== PAGE ==

Despite lower budget plan, DBCC has projected 7.1-8.1% growth in 2021 and 7-8% growth in 2022, which NEDA Acting Secretary Karl Kendrick T. Chua attributed to “across the board” recovery.

“Across the board recovery in consumption, investment and trade,” Mr. Chua said in a text message when asked for the expected growth drivers in the next two years.

Some economists said the spike in GDP growth next year will likely be due to base effects as the country picks up from the projected 2-3.4% contraction this year.

GlobalSource country analyst for the Philippines Romeo L. Bernardo said he expects a worse GDP output this year with a sharp 5-7% decline, downgraded from the 0.5% contraction outlook given last month.

In an online forum on Friday, Mr. Bernardo said the economy is more likely to see a long U-shaped recovery or W-shaped one, rather than the V-shaped recovery path that Mr. Chua earlier said is achievable if policies are used proactively.

With lower revenues, the inter-agency DBCC projected the budget deficit to spike to 8.1% of GDP this year before a gradual decline to 6% next year and 5% in 2022.

First quarter GDP posted a 0.2% contraction. Mr. Chua said “worse” figures should be expected this quarter as the lockdown period made up two-thirds of the quarter, signalling a start of a recession for the Philippines.

Other organizations and think tanks have slashed their growth forecasts for the Philippines this year. Capital Economics projected a six percent full-year contraction after the lockdown in Metro Manila and two other cities was extended until end of the month.

Also recently, Moody’s Investors Service and Fitch Solutions both downgraded their 2020 GDP forecast for the country to a two-percent contraction from the previous projections of 2.5% and -0.5%, respectively.

Meanwhile, World Bank is set to downgrade the three-percent growth projection it gave in April, while the Asian Development Bank’s latest estimate was two percent growth.

===
== ROWS ==

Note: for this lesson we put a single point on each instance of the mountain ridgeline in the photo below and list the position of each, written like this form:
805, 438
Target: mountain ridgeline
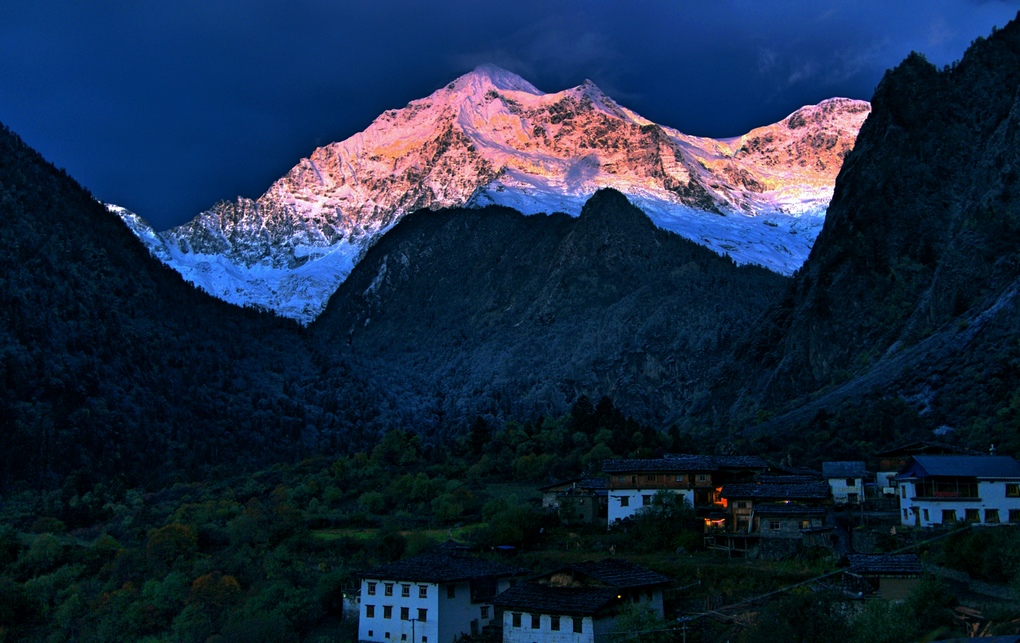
910, 291
513, 315
903, 318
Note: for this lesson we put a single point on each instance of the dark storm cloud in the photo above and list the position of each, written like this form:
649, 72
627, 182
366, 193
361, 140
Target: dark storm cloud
167, 107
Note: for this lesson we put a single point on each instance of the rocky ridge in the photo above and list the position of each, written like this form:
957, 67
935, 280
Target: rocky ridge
492, 138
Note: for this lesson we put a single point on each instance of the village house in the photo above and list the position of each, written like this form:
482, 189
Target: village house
846, 481
578, 500
891, 462
430, 598
632, 483
774, 516
577, 603
946, 489
891, 577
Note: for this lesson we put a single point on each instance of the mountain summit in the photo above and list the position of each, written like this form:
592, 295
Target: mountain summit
490, 137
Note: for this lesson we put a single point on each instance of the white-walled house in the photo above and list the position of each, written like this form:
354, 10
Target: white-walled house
632, 483
846, 481
430, 598
578, 603
946, 489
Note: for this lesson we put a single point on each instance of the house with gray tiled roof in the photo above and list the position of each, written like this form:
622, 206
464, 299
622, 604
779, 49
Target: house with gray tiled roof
891, 577
632, 483
846, 479
938, 490
435, 597
577, 603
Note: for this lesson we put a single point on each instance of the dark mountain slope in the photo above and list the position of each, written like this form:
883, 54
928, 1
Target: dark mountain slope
919, 242
110, 363
493, 311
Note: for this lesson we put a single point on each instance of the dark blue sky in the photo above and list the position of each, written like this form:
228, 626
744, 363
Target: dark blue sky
166, 107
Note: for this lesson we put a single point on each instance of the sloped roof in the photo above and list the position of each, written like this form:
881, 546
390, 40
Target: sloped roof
851, 468
619, 573
818, 490
557, 600
684, 462
439, 566
788, 509
878, 564
961, 466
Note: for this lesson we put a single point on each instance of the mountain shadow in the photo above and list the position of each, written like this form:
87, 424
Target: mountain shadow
490, 311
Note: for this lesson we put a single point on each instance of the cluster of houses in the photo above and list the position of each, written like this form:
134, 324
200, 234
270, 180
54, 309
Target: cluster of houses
744, 504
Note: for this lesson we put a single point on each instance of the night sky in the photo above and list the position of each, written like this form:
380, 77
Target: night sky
167, 107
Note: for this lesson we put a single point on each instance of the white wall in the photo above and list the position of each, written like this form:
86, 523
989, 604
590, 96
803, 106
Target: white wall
991, 495
634, 501
840, 489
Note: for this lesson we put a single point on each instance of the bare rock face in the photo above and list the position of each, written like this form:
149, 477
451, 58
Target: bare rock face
492, 138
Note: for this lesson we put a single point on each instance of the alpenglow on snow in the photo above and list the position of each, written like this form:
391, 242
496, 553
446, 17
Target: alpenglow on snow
491, 137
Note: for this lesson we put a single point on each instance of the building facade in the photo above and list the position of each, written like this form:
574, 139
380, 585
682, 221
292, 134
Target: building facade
699, 479
578, 603
430, 598
937, 490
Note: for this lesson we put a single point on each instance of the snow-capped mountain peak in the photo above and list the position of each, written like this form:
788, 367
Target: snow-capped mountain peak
492, 137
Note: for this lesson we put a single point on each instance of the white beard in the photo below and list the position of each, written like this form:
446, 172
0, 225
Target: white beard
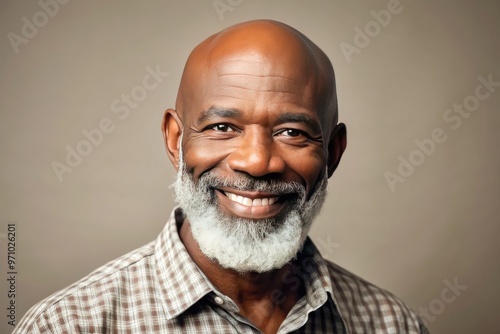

===

> [PROBLEM SET]:
**1.** Copy the article on Philippine growth forecasts word for word from "In an online" to "for the Philippines.".
**2.** According to the article on Philippine growth forecasts, what budget deficit did the DBCC project for 2022?
The rows were drawn from a separate source.

> [ANSWERS TO THE TASKS]:
**1.**
In an online forum on Friday, Mr. Bernardo said the economy is more likely to see a long U-shaped recovery or W-shaped one, rather than the V-shaped recovery path that Mr. Chua earlier said is achievable if policies are used proactively.

With lower revenues, the inter-agency DBCC projected the budget deficit to spike to 8.1% of GDP this year before a gradual decline to 6% next year and 5% in 2022.

First quarter GDP posted a 0.2% contraction. Mr. Chua said “worse” figures should be expected this quarter as the lockdown period made up two-thirds of the quarter, signalling a start of a recession for the Philippines.

**2.** 5% of GDP